● **DOCUMENT SECTION**
The government alleged that Schaumberg, Ill.-based Concept Schools hand-picked vendors in an unfair bidding process for contracts awarded between 2009 and 2012. Those agreements were connected to work on the E-Rate program, overseen by the Federal Communications Commission.
Concept Schools’ chosen vendors provided equipment at higher prices than those approved by the FCC for equipment with the same functionality, and Concept Schools didn’t maintain sufficient control over reimbursed equipment, some of which was discovered missing, the government alleged.
E-rate is a $4 billion federal program overseen by the FCC that provides discounts for internet connectivity devices and services for schools and libraries.
Concept Schools entered into a compliance agreement with the FCC, and redesigned relevant internal quality controls and programs, according to a statement from Concept Schools.
“We will continue to focus our attention on achieving our mission of providing a high-quality, STEM-focused and college-preparatory education for our students, as we move past this investigation and set new precedents for excellence during the current COVID-19 pandemic and beyond,” Concept Schools spokesperson Christopher Murphy said in a statement.
“We express our gratitude to our school communities and educational partners for their continued support.”
The investigation was a coordinated effort between the DOJ’s Commercial Litigation Branch, the FCC Office of Inspector General, the FBI, and the U.S. Department of Education Office of Inspector General.
“E-Rate contractors and schools receiving E-Rate funds must understand and know that actions that undermine the contracting process, such as conspiring to rig competitive bidding, will not be tolerated and will be investigated aggressively,” FCC Inspector General David Hunt said in a statement.
DOJ noted that the settled claims are only allegations, and there has been no determination of liability on the part of the company.
EdWeek Market Brief survey research shows that districts have made big gains in internet access over the past few years, but those upgrades have been offset by COVID-era connectivity barriers.

● **RECORDED INFORMATION**
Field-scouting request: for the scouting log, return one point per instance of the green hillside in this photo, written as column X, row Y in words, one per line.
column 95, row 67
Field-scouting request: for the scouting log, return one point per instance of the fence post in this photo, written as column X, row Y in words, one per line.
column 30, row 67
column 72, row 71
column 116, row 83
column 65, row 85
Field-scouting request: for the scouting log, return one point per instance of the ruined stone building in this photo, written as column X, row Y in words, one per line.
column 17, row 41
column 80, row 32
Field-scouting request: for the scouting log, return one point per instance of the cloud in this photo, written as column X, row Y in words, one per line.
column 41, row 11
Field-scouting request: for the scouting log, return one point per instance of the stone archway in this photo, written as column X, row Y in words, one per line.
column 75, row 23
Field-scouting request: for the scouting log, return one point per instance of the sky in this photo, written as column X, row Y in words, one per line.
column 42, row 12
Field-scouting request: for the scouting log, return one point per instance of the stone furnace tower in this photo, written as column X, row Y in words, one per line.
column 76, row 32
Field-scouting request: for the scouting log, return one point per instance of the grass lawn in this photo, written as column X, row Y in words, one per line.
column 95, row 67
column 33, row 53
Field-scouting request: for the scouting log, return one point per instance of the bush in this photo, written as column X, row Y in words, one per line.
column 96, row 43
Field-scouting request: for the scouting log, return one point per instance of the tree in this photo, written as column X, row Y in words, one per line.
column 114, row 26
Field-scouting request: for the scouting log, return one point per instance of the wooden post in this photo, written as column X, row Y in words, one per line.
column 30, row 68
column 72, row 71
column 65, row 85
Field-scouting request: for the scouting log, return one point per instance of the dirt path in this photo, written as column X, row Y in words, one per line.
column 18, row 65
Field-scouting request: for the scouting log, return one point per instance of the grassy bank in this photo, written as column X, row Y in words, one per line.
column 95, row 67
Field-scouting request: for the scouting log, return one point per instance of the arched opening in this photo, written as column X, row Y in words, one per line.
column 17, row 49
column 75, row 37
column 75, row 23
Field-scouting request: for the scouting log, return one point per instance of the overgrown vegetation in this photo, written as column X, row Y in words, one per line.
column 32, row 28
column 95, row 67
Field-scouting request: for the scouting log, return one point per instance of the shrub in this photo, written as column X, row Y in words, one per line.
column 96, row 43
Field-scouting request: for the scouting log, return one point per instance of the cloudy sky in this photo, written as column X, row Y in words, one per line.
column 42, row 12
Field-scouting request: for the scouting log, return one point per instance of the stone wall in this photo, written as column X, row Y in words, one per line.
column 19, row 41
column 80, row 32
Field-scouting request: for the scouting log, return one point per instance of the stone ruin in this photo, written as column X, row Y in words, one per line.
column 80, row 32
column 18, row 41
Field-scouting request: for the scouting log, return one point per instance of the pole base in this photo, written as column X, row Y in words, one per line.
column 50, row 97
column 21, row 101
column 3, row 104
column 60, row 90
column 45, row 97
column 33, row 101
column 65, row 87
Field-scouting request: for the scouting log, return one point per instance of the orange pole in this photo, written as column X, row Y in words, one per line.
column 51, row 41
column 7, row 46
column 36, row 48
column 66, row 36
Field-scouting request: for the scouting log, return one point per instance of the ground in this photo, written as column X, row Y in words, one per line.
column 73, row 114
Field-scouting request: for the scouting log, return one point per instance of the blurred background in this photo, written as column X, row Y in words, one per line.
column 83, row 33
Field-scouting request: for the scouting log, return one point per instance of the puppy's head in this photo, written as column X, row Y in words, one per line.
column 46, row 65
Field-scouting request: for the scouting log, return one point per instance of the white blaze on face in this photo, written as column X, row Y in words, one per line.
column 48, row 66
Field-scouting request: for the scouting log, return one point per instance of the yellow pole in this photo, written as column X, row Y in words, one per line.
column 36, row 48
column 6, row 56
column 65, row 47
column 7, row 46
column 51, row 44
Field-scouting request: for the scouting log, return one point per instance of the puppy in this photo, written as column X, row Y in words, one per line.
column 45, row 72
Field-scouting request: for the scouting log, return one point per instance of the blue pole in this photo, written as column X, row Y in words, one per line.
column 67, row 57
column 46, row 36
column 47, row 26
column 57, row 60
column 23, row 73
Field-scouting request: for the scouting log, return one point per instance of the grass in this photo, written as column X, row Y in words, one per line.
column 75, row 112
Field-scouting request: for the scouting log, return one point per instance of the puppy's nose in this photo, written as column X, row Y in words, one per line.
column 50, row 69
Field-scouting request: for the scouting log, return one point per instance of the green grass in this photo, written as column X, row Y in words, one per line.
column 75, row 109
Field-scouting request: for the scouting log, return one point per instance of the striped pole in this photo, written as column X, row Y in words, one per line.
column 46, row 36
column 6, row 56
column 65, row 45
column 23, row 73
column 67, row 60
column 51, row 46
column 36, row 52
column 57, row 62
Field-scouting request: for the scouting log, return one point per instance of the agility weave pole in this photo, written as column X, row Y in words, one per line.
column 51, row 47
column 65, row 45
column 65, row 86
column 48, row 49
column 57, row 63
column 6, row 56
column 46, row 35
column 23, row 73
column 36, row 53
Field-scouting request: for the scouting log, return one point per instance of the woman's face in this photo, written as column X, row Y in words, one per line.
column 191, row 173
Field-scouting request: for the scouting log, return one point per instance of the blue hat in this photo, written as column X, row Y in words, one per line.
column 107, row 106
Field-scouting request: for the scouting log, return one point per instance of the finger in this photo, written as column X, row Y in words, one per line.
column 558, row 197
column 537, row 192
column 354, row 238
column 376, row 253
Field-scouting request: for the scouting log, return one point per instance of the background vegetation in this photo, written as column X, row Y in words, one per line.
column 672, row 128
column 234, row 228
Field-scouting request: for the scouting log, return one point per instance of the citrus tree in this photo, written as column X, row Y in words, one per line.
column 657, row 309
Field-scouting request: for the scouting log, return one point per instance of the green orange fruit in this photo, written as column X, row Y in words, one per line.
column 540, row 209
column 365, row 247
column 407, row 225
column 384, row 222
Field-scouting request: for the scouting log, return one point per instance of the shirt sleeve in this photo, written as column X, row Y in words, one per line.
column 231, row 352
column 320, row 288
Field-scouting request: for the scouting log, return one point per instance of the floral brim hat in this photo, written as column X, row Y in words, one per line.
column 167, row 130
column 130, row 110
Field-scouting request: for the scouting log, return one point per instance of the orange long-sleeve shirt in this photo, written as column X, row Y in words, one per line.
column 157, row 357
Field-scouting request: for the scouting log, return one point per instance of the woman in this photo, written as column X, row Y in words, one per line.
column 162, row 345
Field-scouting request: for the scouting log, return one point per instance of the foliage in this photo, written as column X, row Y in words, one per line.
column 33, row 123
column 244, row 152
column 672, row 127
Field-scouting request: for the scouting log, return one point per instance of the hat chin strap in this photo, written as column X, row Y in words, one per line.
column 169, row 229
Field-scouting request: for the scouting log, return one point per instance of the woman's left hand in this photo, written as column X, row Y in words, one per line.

● **WORK ORDER 1**
According to the Concept Schools article, how much is the E-Rate program worth?
● **WORK ORDER 2**
From the Concept Schools article, reproduce the stretch from "The government alleged that" through "schools and libraries.".

● **EXERCISE SOLUTION 1**
$4 billion

● **EXERCISE SOLUTION 2**
The government alleged that Schaumberg, Ill.-based Concept Schools hand-picked vendors in an unfair bidding process for contracts awarded between 2009 and 2012. Those agreements were connected to work on the E-Rate program, overseen by the Federal Communications Commission.
Concept Schools’ chosen vendors provided equipment at higher prices than those approved by the FCC for equipment with the same functionality, and Concept Schools didn’t maintain sufficient control over reimbursed equipment, some of which was discovered missing, the government alleged.
E-rate is a $4 billion federal program overseen by the FCC that provides discounts for internet connectivity devices and services for schools and libraries.